> **Consignes**:
a. Relevez chaque ligne des enregistrements contenant la chaîne « balustrade », en tenant compte de la casse.
b. Donnez la suite du texte sur la mort de David Lynch, à partir de sa dernière phrase.

> **Extrait fourni**:
#####

Hier la nouvelle de la mort de David Lynch m'a été un choc. Chaque jour, nous apprenons la mort de quelque personnalité, et cela parfois nous attriste quand pour celle-ci nous éprouvons estime ou affection, mais il est rare que l'on ait comme un mouvement de recul, un moment d'incrédulité, comme si cet événement annoncé n'était pas de l'ordre du possible. David Lynch, 78 ans*, et je réalisai seulement alors que je n'avais jamais pensé qu'il pût mourir un jour. C'est qu'il n'était pas vieux, je veux dire par là que je ne l'ai jamais vu, envisagé, comme une personne âgée. Ce qu'il était bien sûr, mais le physique de son visage démentait toute décrépitude. Je me souviens encore de son portrait par Nadav Kander, admiré lors de l'exposition de ses photographies à Vichy, l'an dernier.

#####

> **Données fournies**:

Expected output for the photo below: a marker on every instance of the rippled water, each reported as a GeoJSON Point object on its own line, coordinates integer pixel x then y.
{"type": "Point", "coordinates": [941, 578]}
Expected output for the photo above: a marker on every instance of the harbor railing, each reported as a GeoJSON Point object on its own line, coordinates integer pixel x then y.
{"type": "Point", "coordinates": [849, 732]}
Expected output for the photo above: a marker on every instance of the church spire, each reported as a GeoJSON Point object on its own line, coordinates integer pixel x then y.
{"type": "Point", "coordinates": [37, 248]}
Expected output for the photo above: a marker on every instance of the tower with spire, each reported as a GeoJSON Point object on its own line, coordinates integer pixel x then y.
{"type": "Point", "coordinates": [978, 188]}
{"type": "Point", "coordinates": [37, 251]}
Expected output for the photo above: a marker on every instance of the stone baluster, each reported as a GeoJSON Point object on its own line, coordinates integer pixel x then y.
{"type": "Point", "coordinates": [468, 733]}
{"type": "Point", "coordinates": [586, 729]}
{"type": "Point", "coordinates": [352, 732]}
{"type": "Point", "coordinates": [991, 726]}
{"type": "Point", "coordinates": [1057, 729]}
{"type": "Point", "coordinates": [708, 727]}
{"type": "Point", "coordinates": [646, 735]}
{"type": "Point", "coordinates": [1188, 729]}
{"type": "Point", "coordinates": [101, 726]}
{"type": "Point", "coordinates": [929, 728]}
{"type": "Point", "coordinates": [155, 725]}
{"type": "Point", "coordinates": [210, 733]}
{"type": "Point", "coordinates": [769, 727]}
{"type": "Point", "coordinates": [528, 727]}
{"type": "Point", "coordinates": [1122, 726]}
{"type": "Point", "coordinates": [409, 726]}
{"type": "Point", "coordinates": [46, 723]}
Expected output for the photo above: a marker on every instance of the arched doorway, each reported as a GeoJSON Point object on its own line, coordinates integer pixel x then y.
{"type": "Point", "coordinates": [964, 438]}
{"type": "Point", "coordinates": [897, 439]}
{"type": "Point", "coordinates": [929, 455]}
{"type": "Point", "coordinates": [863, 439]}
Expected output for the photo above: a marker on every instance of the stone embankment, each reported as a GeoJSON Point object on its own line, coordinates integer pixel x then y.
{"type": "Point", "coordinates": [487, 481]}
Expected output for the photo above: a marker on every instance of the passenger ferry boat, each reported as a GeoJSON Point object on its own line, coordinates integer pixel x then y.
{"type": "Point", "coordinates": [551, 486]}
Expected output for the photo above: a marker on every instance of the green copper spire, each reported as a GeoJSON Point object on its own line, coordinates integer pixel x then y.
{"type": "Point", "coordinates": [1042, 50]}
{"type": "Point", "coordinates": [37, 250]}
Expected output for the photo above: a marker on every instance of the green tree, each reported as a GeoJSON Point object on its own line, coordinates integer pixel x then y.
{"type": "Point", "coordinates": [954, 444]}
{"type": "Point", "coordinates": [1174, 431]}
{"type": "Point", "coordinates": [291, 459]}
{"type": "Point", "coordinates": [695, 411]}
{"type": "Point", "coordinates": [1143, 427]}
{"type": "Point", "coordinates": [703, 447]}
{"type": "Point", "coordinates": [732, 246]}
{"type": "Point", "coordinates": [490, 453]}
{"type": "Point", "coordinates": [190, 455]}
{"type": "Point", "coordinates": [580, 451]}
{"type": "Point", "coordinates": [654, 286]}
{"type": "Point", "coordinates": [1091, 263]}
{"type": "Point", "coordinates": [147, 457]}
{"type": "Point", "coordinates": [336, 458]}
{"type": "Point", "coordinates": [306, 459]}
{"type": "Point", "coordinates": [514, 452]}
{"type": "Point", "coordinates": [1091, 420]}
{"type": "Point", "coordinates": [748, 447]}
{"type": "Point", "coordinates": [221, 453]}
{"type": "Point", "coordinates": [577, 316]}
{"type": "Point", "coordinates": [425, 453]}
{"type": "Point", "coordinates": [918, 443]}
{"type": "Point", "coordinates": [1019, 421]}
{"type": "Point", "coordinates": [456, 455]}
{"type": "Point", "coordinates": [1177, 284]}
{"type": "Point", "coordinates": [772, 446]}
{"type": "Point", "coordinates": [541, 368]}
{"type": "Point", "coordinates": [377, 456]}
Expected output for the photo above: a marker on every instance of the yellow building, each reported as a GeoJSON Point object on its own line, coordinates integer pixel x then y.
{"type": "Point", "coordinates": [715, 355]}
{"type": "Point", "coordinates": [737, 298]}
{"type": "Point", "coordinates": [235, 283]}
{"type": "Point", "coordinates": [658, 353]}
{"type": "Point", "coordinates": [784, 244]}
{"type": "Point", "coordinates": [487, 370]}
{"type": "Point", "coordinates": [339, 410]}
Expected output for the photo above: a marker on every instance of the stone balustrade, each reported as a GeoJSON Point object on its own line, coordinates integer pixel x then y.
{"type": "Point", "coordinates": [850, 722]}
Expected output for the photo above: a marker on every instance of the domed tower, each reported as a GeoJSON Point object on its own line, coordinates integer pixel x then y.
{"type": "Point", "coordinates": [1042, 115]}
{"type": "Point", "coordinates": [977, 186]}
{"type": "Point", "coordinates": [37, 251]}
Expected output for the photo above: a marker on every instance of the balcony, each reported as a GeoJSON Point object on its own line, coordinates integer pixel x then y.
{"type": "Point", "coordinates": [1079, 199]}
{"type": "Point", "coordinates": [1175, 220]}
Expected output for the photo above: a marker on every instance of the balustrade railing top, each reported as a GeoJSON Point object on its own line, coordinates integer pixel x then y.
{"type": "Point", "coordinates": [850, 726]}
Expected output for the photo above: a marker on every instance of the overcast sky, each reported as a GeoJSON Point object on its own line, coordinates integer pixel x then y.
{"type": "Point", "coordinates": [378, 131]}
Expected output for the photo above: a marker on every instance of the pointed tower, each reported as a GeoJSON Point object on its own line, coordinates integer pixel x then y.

#####

> **Réponses par consigne**:
a.
Expected output for the photo above: a marker on every instance of the stone balustrade, each reported as a GeoJSON Point object on its own line, coordinates integer pixel x then y.
Expected output for the photo above: a marker on every instance of the balustrade railing top, each reported as a GeoJSON Point object on its own line, coordinates integer pixel x then y.

b.
La photo a été prise en 2007, Lynch avait donc 61 ans. La chevelure poivre et sel est incroyable par sa densité et son mouvement de vagues. Contraste entre la chemise boutonnée jusqu'au col, le calme du visage au regard bleu intense levé vers on ne sait quel horizon, et ce ressac, cette houle capillaire, cette tempête sur un crâne dont on sait quelles images troublantes il pouvait engendrer.
J'ai souvent parlé ici de David Lynch. Et sans doute n'est-ce pas fini, tant cette œuvre continuera de nourrir notre imaginaire. Je voudrais juste évoquer une anecdote que je viens de découvrir et qui résonne avec les précédents articles autour de La Prisonnière du désert, de John Ford. Dans The Fabelmans de Steven Spielberg, c'est David Lynch en effet qui incarne le vieux cinéaste recevant le jeune Sammy - alter ego de Spielberg.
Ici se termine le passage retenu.